# What the exercise asks:
For this exercise, output the line containing "Query: large boulder" and all lines after it to the end of the records, exactly, with no other content.

(Input material Opens)

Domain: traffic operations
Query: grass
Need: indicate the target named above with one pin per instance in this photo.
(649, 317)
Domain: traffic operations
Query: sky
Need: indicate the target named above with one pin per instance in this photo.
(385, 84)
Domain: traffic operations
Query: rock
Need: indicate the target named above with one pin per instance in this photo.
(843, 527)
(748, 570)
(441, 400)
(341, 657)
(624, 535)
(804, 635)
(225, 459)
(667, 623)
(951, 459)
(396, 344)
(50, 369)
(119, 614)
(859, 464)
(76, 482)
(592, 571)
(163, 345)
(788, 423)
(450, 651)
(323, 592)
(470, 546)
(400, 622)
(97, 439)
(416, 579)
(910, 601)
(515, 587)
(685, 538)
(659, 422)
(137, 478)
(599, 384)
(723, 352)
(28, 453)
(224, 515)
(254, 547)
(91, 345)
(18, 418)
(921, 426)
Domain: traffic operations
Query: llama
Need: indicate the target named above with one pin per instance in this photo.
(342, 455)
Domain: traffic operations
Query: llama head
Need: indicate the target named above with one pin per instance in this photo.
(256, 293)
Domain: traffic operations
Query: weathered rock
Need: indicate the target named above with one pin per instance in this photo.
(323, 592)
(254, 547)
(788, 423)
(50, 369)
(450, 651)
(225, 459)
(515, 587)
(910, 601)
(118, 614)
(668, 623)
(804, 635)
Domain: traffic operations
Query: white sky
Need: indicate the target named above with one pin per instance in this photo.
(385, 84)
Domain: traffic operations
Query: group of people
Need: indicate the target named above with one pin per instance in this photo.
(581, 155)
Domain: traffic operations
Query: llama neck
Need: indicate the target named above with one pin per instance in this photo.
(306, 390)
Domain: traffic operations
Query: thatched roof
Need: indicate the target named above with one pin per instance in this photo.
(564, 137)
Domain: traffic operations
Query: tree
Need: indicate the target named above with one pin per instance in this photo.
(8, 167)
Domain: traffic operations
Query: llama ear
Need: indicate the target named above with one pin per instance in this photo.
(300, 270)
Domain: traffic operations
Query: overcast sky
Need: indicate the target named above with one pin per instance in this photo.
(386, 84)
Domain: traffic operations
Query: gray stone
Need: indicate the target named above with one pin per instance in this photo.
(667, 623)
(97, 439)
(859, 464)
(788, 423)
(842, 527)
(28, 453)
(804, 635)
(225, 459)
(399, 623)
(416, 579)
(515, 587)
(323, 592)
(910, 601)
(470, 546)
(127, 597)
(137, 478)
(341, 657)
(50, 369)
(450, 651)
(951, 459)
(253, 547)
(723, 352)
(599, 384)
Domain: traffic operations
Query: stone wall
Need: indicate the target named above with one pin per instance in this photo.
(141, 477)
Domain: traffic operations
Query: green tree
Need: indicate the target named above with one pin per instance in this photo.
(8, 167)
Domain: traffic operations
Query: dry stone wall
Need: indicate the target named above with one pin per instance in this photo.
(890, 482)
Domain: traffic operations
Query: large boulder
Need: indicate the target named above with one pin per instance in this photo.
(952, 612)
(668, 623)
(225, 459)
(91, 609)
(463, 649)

(Input material Closes)

# Response:
Query: large boulder
Need: indicate the target named above with one pin per instance in this photo.
(952, 612)
(668, 623)
(225, 459)
(91, 609)
(463, 649)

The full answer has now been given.